From the entries that follow, report every line in which "below" occurs.

━━━━━━━━━━

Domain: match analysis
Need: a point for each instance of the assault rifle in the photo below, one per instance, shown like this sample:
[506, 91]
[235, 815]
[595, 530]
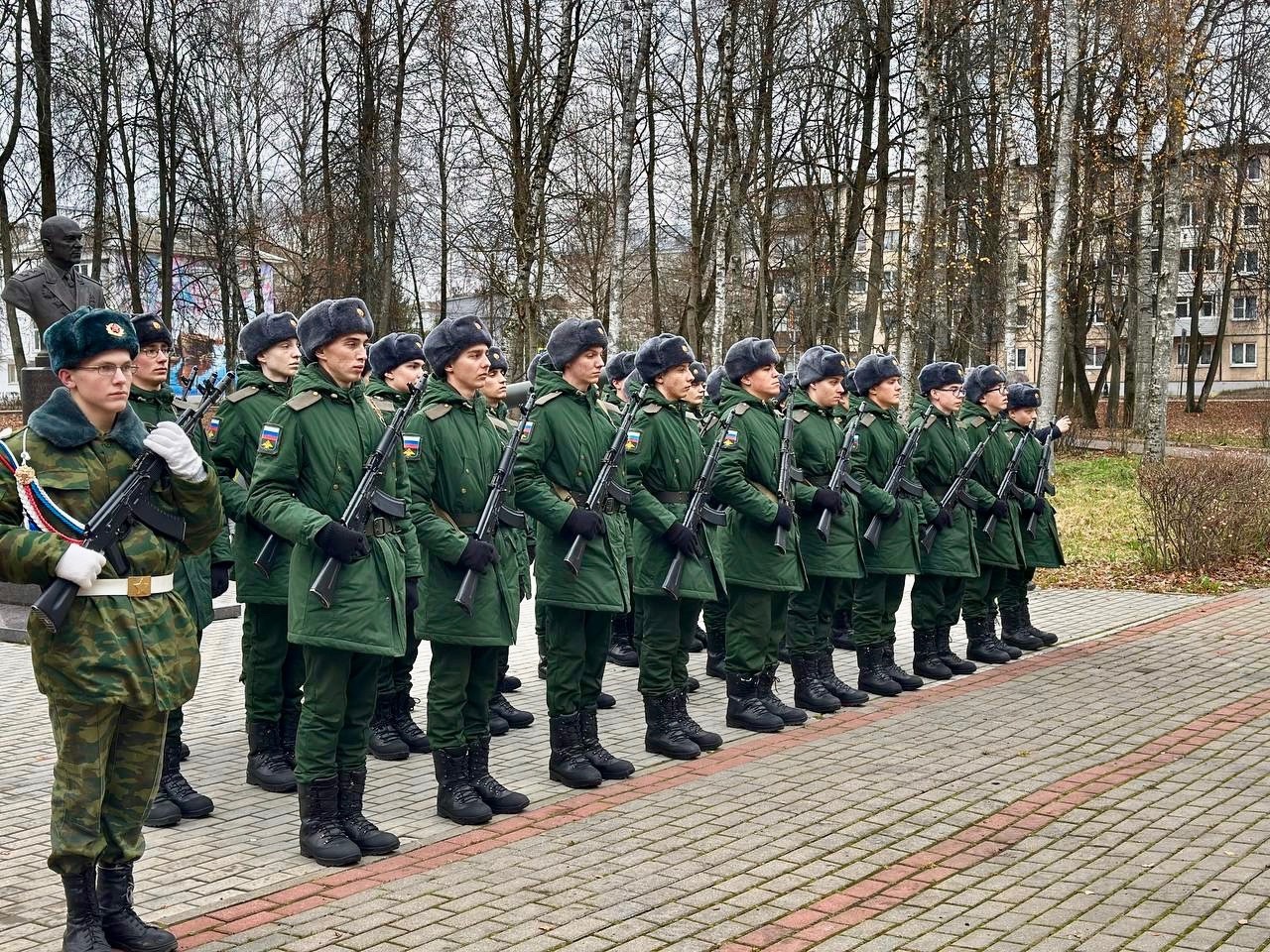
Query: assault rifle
[128, 504]
[368, 497]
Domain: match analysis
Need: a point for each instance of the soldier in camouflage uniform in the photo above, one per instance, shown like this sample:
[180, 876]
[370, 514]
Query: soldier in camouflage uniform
[127, 653]
[199, 578]
[273, 669]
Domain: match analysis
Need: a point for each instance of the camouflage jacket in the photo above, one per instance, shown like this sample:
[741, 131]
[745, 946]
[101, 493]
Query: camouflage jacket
[135, 652]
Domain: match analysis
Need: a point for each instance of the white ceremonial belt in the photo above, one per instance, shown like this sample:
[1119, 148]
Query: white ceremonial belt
[131, 587]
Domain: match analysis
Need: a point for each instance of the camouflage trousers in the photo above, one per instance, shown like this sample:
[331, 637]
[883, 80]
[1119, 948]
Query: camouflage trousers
[105, 774]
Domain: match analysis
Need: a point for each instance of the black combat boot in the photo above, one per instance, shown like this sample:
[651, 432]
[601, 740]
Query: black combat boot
[504, 708]
[926, 655]
[497, 797]
[456, 797]
[848, 696]
[1046, 638]
[611, 769]
[663, 733]
[792, 716]
[368, 838]
[951, 658]
[267, 765]
[82, 916]
[1015, 633]
[191, 803]
[698, 735]
[873, 675]
[122, 927]
[321, 837]
[385, 742]
[980, 643]
[570, 765]
[810, 693]
[744, 708]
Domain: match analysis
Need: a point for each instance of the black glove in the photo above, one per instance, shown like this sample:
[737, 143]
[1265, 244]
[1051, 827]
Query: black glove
[477, 556]
[221, 578]
[784, 517]
[826, 499]
[341, 543]
[683, 539]
[585, 524]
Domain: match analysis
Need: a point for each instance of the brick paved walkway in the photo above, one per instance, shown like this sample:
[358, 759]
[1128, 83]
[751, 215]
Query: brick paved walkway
[1109, 793]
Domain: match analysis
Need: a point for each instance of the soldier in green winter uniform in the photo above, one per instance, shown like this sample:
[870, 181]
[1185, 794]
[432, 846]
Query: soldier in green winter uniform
[397, 362]
[760, 578]
[273, 669]
[940, 587]
[452, 451]
[558, 462]
[494, 390]
[897, 553]
[1043, 549]
[815, 405]
[663, 461]
[198, 579]
[984, 403]
[127, 653]
[309, 461]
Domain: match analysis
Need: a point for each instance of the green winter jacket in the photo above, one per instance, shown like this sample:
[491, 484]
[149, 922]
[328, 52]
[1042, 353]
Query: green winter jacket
[451, 451]
[880, 439]
[234, 435]
[136, 652]
[817, 440]
[309, 461]
[1005, 549]
[746, 481]
[557, 463]
[665, 454]
[193, 579]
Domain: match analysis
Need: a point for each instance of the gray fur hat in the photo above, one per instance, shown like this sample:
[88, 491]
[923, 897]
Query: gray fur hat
[658, 354]
[451, 338]
[331, 318]
[263, 331]
[820, 362]
[747, 356]
[572, 335]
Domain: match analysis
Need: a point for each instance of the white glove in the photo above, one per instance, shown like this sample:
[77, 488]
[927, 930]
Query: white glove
[171, 442]
[80, 565]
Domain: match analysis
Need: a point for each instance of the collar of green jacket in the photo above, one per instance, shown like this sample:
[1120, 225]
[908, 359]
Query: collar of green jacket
[60, 420]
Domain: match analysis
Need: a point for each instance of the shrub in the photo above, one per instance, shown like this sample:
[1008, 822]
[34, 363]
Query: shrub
[1206, 513]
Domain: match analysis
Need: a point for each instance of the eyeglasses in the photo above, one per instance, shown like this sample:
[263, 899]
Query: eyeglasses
[109, 370]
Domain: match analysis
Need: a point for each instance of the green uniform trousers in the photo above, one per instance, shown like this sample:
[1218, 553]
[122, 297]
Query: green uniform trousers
[873, 611]
[1015, 593]
[462, 680]
[811, 624]
[668, 630]
[756, 624]
[273, 669]
[982, 593]
[335, 715]
[575, 652]
[108, 760]
[937, 601]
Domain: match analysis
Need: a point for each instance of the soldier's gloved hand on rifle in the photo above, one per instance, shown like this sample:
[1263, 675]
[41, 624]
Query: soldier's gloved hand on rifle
[80, 565]
[169, 440]
[341, 543]
[828, 500]
[585, 524]
[683, 539]
[477, 556]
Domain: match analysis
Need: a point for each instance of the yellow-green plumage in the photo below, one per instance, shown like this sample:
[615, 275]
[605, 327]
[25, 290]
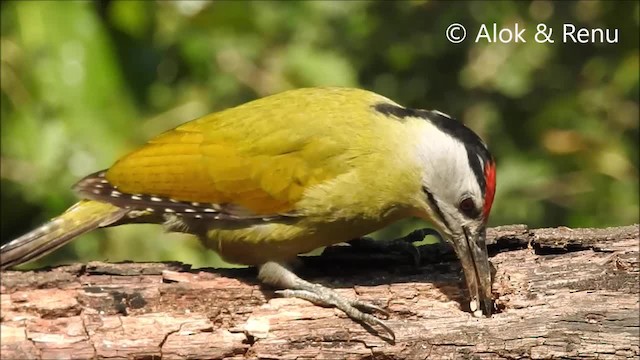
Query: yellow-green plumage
[323, 154]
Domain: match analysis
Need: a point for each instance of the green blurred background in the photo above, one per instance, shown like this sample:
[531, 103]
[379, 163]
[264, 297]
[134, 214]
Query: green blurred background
[85, 82]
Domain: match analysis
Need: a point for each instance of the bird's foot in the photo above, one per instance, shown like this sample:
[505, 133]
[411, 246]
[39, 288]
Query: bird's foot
[403, 245]
[295, 287]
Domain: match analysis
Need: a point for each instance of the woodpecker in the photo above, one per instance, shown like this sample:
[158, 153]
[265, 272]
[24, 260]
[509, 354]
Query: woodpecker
[283, 175]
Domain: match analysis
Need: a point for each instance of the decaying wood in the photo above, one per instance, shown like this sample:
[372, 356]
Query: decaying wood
[570, 293]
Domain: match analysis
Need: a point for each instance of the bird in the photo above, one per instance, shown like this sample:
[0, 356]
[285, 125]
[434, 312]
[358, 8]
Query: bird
[265, 181]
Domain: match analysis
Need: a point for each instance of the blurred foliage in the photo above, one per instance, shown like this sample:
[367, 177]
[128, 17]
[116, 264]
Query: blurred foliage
[85, 82]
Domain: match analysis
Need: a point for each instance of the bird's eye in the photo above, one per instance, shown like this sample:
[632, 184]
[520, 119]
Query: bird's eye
[468, 208]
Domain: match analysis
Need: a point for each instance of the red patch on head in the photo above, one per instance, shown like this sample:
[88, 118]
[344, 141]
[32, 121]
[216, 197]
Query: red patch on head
[490, 189]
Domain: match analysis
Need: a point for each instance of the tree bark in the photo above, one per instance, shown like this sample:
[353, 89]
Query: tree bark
[561, 293]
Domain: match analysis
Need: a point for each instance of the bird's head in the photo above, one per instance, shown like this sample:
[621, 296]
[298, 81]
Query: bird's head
[458, 182]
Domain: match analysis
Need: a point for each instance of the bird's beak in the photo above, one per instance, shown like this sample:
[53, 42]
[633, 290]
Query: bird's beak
[472, 251]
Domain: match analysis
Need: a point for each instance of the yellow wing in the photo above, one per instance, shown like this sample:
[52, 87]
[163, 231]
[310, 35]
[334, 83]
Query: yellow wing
[258, 157]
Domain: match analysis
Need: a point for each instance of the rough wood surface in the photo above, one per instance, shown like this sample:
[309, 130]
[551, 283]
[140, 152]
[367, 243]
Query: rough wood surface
[562, 293]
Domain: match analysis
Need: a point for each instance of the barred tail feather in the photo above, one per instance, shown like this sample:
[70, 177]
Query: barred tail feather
[82, 217]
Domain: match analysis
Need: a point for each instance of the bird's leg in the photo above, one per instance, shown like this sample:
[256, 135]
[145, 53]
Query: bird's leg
[276, 274]
[402, 245]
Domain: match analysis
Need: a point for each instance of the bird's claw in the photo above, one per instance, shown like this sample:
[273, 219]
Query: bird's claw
[355, 309]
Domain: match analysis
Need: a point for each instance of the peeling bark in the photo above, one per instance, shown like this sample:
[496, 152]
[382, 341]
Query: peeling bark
[570, 293]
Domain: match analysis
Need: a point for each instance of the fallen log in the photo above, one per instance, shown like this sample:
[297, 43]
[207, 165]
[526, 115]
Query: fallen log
[560, 293]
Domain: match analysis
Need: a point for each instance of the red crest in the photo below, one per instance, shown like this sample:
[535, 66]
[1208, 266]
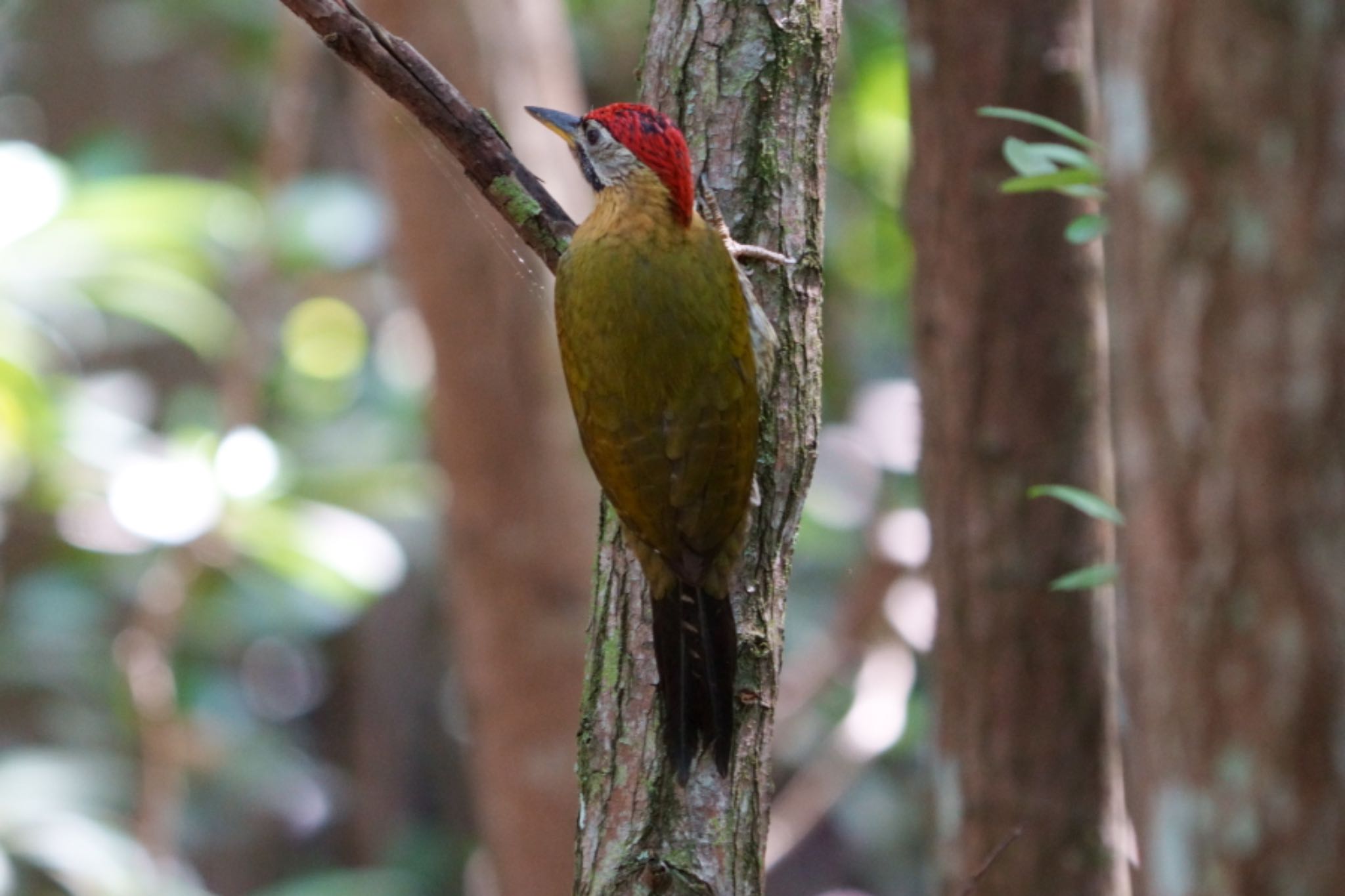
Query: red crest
[654, 140]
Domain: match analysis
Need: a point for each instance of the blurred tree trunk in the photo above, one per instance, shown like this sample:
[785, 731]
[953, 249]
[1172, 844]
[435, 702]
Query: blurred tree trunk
[751, 86]
[522, 505]
[1009, 354]
[1228, 282]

━━━━━━━━━━

__ANSWER SECTION__:
Need: a point for each instance of the assault rifle in the photo below, one per instance, shown like this sample:
Need: a point for each instance of the yellow-green plumage in the photo below, one per instance, shown like this sample:
Need: a point for each instance of the red crest in the photo below, one per instance, shown like this sample:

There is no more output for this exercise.